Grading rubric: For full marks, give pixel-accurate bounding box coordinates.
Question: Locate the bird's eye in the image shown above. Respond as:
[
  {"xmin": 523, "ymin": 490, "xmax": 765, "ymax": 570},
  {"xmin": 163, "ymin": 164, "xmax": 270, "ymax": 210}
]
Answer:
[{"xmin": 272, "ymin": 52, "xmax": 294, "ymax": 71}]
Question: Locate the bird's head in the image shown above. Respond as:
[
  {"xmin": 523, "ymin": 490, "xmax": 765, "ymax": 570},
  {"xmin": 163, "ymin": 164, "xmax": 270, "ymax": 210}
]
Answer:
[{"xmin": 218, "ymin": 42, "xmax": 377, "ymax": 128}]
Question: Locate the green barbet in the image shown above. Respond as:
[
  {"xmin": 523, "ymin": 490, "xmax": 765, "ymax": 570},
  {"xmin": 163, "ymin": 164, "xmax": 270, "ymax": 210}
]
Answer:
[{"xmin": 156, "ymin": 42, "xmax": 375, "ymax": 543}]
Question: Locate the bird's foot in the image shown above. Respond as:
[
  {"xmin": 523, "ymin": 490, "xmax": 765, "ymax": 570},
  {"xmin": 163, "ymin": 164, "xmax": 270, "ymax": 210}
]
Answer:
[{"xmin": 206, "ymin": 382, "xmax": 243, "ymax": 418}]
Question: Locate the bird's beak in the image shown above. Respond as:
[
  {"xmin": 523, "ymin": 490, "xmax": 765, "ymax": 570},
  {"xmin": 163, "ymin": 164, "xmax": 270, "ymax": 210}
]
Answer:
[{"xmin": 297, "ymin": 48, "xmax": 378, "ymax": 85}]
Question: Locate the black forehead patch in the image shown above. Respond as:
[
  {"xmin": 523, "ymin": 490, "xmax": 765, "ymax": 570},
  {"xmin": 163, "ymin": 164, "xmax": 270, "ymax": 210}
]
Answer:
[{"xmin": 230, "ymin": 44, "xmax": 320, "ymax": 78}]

_ _ _ _

YOUR OBJECTIVE — Update the data by replacing each "Respond as" with "Reply in this form", and write out all the lines again with nothing else changed.

OUTPUT OF THE EXERCISE —
Grading rubric: For full marks, give pixel-accurate bounding box coordinates.
Question: Locate the bird's eye in the image shown above. Reply in this form:
[
  {"xmin": 523, "ymin": 490, "xmax": 765, "ymax": 570},
  {"xmin": 163, "ymin": 164, "xmax": 270, "ymax": 210}
]
Answer:
[{"xmin": 272, "ymin": 52, "xmax": 294, "ymax": 71}]
Question: Locate the bird's head in the image shown above. Reply in this form:
[
  {"xmin": 523, "ymin": 490, "xmax": 765, "ymax": 570},
  {"xmin": 163, "ymin": 164, "xmax": 270, "ymax": 210}
]
Answer:
[{"xmin": 218, "ymin": 42, "xmax": 377, "ymax": 128}]
Question: Locate the green barbet in the image shown above. Reply in this form:
[
  {"xmin": 523, "ymin": 490, "xmax": 765, "ymax": 570},
  {"xmin": 163, "ymin": 164, "xmax": 270, "ymax": 210}
]
Answer:
[{"xmin": 156, "ymin": 42, "xmax": 375, "ymax": 543}]
Question: Locate the bird's foot in the image shown above. Reply in this form:
[
  {"xmin": 523, "ymin": 490, "xmax": 765, "ymax": 570},
  {"xmin": 163, "ymin": 164, "xmax": 270, "ymax": 210}
]
Answer:
[{"xmin": 206, "ymin": 382, "xmax": 243, "ymax": 418}]
Question: Locate the bird's beak in the image shown above. Reply in this form:
[
  {"xmin": 523, "ymin": 490, "xmax": 765, "ymax": 570},
  {"xmin": 163, "ymin": 164, "xmax": 270, "ymax": 210}
]
Answer:
[{"xmin": 297, "ymin": 48, "xmax": 378, "ymax": 85}]
Question: Locate the black forehead patch in the image shown above. Reply in this form:
[
  {"xmin": 523, "ymin": 490, "xmax": 765, "ymax": 570},
  {"xmin": 163, "ymin": 164, "xmax": 270, "ymax": 210}
]
Answer:
[{"xmin": 230, "ymin": 44, "xmax": 320, "ymax": 78}]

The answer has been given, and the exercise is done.